** Document excerpt follows **

UCLA researcher receives NIH grant to develop a more affordable gene therapy for sickle cell disease
The National Institutes of Health has awarded a $773,763 grant to UCLA physician-scientist Dr. Donald Kohn to bring a new, potentially more affordable and efficient gene therapy for sickle cell disease to clinical trial.
The multi-year grant, part of the National Heart, Lung, and Blood Institute-led Cure Sickle Cell Initiative, will fund Kohn’s work to refine a gene therapy technique he developed that is showing promise in treating sickle cell disease in a clinical trial at UCLA.
“We are incredibly excited about our current clinical trial for sickle cell disease,” said Kohn, a professor of microbiology, immunology and molecular genetics and pediatrics at the David Geffen School of Medicine at UCLA and a member of the Eli and Edythe Broad Center of Regenerative Medicine and Stem Cell Research at UCLA. “At the same time, we’re always looking for ways to improve our techniques to make them more efficient and ultimately more affordable for patients.”

** End of Document excerpt **

**Actions to take**:
• a. Summarize the article about the NIH grant in two sentences.
• b. Print the part of the article about the NIH grant starting at "The multi-year grant, part" and ending at "trial at UCLA.".

** Data under study follows **

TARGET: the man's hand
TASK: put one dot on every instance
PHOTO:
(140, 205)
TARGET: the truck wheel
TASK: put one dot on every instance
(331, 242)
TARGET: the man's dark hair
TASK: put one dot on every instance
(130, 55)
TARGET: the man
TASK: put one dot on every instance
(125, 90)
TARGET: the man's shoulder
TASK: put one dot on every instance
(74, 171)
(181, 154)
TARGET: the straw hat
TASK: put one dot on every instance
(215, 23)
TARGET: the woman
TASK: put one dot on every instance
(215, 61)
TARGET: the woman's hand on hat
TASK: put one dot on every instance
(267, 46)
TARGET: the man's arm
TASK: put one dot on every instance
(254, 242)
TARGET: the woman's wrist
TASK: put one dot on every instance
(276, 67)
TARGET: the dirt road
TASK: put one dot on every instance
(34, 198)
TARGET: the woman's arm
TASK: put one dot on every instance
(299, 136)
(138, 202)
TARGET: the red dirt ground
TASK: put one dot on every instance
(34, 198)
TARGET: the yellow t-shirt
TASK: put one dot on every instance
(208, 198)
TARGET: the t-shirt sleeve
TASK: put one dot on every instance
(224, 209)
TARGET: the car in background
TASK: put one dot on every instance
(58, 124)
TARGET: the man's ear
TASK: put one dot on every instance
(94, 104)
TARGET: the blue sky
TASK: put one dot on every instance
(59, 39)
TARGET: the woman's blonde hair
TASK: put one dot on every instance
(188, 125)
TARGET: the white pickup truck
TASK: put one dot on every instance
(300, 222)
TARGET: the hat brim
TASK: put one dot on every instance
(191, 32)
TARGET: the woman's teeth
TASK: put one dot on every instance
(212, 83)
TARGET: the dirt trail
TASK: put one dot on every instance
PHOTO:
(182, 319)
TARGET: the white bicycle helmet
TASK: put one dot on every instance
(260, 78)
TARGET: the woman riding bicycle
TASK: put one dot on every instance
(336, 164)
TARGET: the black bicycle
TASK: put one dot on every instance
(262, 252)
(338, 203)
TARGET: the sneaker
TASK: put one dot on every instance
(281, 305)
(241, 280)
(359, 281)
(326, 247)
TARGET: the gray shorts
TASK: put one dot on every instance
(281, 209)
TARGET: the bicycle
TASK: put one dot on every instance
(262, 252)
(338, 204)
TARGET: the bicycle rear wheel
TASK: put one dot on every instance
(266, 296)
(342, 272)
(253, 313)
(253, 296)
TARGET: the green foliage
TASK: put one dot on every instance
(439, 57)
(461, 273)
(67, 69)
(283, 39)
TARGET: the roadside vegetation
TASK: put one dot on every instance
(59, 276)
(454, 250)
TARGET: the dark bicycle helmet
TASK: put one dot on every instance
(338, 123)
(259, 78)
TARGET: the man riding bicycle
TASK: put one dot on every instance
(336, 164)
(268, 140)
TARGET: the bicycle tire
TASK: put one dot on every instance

** End of Data under study **

**Exercise solutions**:
• a. The National Institutes of Health awarded UCLA physician-scientist Dr. Donald Kohn a $773,763 grant to bring a new, potentially more affordable and efficient gene therapy for sickle cell disease to clinical trial. The multi-year grant, part of the Cure Sickle Cell Initiative, will fund his work to refine a technique that is showing promise in a UCLA clinical trial, and Kohn said they are always looking for ways to make their techniques more efficient and more affordable for patients.

• b.
The multi-year grant, part of the National Heart, Lung, and Blood Institute-led Cure Sickle Cell Initiative, will fund Kohn’s work to refine a gene therapy technique he developed that is showing promise in treating sickle cell disease in a clinical trial at UCLA.